◆ Task description:
Render the records from the line with "Find the green tree;" up to and including the line with "[(48, 350), (880, 324)]" as a two-column CSV with the headers instruction and points. Give one row per record, putting its text and its answer each in a single quoted field with line breaks turned into spaces.

Data drawn from a collection
▶

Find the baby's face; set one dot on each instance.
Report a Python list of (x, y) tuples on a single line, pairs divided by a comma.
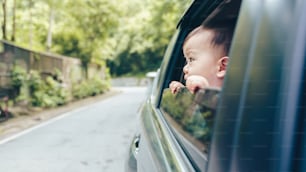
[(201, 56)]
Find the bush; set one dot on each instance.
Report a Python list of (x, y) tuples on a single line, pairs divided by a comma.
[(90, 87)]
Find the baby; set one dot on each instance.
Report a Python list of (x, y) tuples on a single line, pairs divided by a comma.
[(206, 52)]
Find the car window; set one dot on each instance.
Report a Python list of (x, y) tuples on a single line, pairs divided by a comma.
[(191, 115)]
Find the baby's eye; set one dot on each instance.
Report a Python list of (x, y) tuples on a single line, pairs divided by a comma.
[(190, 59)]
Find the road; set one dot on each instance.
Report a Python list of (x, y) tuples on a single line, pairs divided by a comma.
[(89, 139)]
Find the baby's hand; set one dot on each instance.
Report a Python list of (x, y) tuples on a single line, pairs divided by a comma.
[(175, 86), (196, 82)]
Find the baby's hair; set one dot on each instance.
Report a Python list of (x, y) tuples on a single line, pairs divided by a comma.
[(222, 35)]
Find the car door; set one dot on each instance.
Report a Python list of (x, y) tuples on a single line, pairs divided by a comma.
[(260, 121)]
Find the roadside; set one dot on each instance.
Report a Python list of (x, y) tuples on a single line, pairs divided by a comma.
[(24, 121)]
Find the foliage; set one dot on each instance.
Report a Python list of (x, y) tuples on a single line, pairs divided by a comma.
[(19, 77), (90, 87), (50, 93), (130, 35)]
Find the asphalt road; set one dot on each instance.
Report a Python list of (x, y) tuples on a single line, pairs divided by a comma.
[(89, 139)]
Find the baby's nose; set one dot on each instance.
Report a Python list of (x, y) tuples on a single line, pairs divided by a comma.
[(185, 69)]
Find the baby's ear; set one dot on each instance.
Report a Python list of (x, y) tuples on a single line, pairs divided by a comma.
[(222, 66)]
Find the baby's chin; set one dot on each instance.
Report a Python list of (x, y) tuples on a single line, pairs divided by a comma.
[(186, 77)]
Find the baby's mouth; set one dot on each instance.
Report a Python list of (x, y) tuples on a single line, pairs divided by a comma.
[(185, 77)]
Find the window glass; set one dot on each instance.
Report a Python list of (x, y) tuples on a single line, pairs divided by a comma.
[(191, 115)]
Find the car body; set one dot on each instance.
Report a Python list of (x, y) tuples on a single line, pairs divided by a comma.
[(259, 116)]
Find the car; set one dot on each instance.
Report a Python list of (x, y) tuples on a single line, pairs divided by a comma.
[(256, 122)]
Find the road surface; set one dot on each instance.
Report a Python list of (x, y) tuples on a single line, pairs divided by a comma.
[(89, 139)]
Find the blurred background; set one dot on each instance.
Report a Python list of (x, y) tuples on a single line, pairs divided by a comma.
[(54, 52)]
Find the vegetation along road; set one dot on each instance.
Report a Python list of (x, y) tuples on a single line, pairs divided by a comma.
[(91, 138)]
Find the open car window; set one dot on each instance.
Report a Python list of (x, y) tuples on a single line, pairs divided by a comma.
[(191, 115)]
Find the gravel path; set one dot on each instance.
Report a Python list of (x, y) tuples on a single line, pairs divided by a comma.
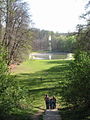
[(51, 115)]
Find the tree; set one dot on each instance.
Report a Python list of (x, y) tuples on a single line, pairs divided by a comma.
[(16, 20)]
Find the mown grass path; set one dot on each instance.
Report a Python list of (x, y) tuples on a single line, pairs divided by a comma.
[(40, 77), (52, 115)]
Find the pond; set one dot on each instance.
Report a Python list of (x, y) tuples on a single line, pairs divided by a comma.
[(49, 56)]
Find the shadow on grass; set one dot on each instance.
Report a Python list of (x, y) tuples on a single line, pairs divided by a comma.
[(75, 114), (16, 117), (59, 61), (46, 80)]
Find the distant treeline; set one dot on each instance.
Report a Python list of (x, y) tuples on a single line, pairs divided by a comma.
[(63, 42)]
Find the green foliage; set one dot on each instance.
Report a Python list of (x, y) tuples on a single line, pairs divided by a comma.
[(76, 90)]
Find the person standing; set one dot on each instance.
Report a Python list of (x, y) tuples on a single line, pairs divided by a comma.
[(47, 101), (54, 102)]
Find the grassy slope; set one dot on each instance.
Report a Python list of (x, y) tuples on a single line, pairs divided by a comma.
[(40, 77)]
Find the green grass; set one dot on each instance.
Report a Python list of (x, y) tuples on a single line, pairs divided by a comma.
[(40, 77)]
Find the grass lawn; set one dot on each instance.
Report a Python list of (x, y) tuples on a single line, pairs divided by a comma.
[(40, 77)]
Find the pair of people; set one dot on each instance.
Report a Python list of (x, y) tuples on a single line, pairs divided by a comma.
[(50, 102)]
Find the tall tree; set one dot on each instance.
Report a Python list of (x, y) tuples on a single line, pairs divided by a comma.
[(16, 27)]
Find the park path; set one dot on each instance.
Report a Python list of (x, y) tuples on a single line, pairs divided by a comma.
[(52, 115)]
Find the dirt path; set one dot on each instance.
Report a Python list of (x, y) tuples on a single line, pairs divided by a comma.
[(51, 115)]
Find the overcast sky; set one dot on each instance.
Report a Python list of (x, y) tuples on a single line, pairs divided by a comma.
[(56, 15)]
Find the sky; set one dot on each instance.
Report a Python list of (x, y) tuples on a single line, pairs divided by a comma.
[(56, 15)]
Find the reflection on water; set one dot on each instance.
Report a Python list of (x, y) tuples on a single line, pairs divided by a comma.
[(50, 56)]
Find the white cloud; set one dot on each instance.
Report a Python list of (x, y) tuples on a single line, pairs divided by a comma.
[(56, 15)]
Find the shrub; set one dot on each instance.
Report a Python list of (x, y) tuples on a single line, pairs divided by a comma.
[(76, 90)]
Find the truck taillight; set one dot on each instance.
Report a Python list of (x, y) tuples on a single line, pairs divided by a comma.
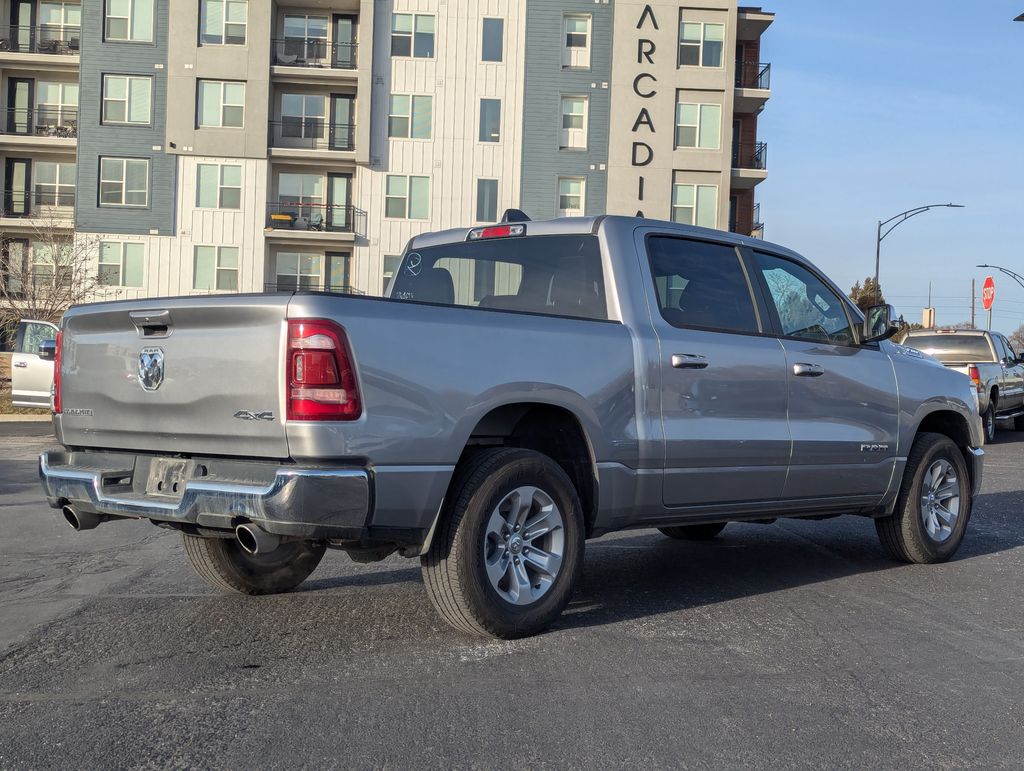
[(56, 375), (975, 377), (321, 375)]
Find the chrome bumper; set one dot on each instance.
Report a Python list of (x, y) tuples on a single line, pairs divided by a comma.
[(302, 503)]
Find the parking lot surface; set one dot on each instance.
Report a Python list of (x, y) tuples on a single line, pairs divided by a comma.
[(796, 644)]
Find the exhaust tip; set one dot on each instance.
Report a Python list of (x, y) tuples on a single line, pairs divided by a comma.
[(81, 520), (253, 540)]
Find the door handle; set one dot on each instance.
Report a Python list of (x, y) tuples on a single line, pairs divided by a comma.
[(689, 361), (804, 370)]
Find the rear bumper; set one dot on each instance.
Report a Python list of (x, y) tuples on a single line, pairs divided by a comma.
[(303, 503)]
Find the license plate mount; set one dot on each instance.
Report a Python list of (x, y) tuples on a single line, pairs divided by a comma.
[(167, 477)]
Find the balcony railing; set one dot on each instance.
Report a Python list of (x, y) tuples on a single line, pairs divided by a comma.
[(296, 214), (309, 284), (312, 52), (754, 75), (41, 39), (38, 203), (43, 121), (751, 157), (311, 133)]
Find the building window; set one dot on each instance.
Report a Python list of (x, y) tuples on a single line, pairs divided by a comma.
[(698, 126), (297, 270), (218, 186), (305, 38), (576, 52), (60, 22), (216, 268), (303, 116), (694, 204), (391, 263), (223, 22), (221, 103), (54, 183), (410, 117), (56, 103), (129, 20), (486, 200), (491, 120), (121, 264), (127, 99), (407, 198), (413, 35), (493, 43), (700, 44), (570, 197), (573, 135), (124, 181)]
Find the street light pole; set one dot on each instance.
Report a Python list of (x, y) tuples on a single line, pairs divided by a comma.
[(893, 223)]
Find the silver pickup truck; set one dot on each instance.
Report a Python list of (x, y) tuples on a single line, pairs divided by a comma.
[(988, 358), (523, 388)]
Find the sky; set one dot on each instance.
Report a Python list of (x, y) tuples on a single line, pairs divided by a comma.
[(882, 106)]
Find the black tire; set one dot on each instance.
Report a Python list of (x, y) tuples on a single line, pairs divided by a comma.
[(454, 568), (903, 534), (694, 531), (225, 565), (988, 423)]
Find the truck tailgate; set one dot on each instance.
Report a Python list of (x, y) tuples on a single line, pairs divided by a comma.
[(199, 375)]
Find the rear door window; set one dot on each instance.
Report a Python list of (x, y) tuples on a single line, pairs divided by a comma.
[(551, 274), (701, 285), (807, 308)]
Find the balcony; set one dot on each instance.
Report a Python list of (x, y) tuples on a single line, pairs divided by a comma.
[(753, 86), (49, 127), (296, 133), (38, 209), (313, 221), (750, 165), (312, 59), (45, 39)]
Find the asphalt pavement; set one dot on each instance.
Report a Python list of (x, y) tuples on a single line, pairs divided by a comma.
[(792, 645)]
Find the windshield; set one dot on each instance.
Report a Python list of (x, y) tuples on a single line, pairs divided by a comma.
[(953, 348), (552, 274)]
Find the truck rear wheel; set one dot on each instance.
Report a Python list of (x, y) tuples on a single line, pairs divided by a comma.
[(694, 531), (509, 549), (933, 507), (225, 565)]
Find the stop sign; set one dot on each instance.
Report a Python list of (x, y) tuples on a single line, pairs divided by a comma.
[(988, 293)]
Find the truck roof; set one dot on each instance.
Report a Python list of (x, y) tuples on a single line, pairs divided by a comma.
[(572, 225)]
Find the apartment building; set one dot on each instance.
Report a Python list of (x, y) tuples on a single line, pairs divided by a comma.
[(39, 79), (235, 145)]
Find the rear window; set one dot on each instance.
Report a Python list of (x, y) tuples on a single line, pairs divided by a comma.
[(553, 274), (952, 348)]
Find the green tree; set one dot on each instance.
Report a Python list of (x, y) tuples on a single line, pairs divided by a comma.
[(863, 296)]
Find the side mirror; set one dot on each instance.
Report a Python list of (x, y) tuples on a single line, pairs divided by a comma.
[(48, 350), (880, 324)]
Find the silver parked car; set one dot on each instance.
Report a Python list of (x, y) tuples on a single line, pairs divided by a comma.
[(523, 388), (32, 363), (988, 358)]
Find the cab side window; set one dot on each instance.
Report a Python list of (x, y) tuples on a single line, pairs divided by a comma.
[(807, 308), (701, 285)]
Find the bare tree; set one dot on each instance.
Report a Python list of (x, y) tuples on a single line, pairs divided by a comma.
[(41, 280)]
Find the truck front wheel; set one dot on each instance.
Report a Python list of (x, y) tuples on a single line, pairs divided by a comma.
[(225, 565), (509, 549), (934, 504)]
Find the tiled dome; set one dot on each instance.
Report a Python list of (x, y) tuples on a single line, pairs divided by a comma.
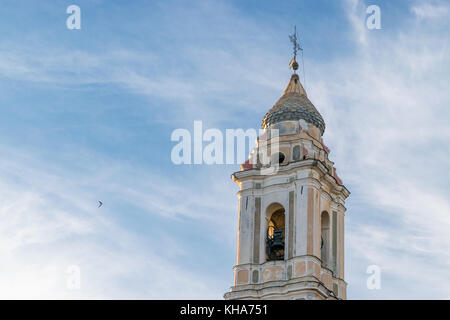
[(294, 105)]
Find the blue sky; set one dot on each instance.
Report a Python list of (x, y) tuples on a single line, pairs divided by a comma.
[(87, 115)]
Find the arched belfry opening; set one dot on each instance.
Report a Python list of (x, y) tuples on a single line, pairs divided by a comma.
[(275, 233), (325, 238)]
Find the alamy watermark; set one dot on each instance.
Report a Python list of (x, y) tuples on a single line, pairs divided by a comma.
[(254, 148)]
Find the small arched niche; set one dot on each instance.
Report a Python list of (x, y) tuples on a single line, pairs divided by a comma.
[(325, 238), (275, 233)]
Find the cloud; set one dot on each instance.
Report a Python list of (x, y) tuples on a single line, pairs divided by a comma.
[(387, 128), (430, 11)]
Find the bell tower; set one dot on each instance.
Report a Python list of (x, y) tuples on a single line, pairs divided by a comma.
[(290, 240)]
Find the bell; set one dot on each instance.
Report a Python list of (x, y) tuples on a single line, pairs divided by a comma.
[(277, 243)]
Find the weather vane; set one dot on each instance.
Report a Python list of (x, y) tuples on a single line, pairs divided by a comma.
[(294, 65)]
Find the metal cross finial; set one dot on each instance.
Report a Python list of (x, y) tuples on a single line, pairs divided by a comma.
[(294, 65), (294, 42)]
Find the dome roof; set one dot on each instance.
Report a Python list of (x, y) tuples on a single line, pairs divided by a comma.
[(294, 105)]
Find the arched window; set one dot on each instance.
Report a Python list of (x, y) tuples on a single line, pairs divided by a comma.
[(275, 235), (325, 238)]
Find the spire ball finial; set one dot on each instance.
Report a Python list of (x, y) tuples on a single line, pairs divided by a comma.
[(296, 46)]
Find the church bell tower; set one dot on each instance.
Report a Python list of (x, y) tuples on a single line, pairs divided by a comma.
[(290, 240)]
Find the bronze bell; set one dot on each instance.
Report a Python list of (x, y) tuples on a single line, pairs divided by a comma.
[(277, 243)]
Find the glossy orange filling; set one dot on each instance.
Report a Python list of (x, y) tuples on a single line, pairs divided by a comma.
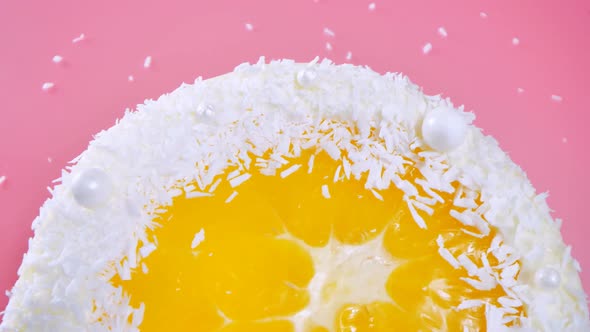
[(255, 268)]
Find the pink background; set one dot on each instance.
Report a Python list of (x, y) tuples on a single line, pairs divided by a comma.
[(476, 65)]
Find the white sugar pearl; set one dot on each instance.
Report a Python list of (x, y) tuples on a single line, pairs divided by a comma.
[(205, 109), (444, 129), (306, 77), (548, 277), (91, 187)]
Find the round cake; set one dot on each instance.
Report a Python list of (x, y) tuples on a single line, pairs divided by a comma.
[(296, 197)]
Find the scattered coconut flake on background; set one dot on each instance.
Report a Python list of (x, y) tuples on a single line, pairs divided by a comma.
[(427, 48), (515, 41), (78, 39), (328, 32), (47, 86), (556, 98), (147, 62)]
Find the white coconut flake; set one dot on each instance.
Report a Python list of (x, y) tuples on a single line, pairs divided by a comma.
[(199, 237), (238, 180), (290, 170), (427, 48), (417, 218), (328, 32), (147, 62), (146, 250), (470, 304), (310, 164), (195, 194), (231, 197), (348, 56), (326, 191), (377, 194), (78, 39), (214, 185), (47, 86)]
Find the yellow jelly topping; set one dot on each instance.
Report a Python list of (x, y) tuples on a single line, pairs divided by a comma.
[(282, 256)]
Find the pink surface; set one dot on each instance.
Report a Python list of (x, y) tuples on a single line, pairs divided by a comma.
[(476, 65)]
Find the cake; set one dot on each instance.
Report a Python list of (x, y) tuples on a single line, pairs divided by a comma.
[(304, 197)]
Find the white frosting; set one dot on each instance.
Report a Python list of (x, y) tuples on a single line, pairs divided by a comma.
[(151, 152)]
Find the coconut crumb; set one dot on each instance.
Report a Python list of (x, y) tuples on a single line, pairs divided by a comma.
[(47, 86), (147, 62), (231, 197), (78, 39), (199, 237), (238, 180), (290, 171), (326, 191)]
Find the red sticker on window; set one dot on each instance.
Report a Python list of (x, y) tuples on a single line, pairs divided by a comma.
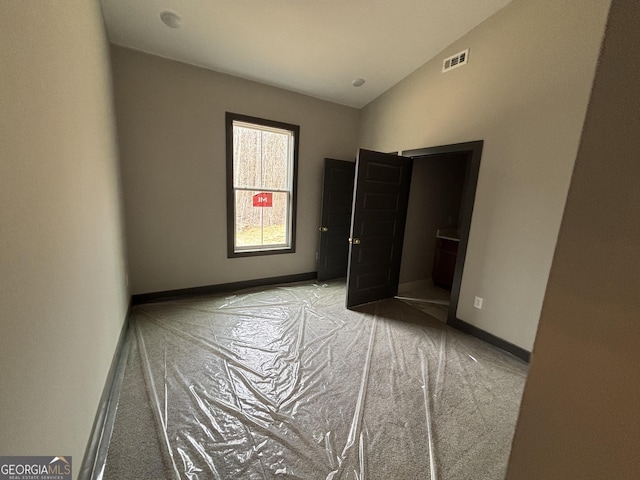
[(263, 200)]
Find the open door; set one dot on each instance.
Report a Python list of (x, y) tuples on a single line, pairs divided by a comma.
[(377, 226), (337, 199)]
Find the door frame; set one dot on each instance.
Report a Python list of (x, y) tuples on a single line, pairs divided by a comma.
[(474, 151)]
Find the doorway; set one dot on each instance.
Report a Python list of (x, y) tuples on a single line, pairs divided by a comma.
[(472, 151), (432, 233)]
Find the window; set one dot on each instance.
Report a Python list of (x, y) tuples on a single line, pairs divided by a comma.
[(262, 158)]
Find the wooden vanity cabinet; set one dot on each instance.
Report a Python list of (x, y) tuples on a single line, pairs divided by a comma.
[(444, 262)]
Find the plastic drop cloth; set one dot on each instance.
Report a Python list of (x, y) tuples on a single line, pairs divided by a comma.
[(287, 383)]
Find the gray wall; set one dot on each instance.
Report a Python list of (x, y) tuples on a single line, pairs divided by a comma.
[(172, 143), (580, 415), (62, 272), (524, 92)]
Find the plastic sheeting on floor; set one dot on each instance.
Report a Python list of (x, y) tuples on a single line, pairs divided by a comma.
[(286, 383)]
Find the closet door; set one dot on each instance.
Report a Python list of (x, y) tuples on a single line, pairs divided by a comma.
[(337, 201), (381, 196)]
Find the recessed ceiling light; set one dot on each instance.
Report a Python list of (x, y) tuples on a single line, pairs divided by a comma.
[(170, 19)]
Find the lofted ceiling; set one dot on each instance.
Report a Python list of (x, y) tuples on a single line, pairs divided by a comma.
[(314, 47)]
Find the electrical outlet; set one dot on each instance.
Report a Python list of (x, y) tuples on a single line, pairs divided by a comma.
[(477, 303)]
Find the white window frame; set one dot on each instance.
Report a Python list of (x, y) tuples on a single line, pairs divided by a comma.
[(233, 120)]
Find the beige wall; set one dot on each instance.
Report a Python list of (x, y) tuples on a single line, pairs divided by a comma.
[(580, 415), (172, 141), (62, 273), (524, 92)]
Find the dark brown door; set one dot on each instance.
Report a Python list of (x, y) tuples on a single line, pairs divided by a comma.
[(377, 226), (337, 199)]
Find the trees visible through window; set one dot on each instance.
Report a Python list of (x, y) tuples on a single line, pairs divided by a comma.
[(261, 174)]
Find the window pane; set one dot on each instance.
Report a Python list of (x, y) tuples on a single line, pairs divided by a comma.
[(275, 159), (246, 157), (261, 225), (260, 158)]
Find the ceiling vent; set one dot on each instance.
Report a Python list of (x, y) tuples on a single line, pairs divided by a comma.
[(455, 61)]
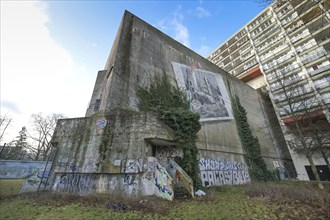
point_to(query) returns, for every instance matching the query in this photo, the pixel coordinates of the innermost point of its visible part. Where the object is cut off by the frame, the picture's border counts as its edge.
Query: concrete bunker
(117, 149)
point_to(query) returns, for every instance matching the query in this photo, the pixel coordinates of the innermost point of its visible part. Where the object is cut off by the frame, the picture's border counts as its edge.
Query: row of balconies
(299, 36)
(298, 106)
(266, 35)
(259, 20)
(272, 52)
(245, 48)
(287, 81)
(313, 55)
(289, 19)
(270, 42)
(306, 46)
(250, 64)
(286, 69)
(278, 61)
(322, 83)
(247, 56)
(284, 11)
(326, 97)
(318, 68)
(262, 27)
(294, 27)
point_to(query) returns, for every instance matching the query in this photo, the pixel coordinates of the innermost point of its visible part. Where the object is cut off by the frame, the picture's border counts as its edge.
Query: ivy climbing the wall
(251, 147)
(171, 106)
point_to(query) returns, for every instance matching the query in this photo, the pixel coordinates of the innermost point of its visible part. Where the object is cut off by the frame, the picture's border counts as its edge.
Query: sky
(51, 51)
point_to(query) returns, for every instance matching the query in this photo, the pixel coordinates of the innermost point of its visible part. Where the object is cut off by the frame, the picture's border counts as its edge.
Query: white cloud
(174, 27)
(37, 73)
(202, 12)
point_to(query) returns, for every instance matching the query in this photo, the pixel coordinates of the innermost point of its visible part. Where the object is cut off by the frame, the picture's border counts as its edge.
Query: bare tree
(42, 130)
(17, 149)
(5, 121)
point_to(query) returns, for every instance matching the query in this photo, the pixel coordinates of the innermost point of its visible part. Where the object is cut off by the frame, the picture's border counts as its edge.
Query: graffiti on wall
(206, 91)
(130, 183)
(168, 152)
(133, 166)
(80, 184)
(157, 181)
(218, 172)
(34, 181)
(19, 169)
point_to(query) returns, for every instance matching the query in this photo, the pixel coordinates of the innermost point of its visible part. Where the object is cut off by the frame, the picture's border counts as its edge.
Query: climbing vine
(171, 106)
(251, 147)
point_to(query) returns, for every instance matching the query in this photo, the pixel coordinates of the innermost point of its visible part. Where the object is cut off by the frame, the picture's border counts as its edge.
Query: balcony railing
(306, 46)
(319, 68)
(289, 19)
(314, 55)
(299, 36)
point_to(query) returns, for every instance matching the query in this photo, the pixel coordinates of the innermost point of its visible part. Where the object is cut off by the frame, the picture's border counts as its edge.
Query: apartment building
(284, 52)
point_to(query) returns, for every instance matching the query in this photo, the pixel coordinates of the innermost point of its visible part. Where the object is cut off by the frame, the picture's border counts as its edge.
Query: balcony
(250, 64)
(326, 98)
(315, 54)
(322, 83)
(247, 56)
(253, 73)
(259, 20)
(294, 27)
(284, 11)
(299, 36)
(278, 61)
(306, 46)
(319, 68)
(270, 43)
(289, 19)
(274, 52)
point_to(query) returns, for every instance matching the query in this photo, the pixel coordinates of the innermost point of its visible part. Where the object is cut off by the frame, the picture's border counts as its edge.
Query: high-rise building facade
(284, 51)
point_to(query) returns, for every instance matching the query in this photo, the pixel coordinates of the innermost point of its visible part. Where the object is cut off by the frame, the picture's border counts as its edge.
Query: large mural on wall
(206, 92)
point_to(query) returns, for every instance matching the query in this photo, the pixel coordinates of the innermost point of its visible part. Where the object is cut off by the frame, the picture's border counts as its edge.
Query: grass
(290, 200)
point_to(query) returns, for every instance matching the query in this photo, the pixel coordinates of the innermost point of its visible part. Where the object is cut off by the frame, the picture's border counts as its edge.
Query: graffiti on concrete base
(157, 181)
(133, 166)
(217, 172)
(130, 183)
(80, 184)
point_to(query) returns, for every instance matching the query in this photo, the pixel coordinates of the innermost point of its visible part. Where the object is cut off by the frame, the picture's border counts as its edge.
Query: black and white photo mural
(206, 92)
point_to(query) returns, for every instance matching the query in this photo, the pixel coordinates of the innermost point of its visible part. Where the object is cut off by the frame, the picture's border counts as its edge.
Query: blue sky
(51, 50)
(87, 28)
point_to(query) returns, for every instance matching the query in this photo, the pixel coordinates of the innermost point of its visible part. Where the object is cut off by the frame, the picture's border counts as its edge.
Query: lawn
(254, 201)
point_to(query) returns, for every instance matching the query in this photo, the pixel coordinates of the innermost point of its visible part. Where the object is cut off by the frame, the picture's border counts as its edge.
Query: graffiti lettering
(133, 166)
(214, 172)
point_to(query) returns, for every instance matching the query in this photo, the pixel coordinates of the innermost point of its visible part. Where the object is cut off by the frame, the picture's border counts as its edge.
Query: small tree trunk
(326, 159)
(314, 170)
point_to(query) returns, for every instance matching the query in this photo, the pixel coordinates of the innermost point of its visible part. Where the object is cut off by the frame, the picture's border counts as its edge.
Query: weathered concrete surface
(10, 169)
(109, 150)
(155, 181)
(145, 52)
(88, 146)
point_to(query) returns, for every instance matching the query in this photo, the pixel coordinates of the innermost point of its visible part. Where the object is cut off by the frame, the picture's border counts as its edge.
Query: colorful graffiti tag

◀

◆ Result for this exercise:
instruction,points
"Find the green tree; set one dot on each instance. Report a Python list of (x, y) tuples on a single line, pairs divided by a comma.","[(863, 296)]"
"Find the side mirror; set one dot on each instance. Report a Python list of (x, y) tuples on a single line, pairs divided by a comma.","[(48, 350), (880, 324)]"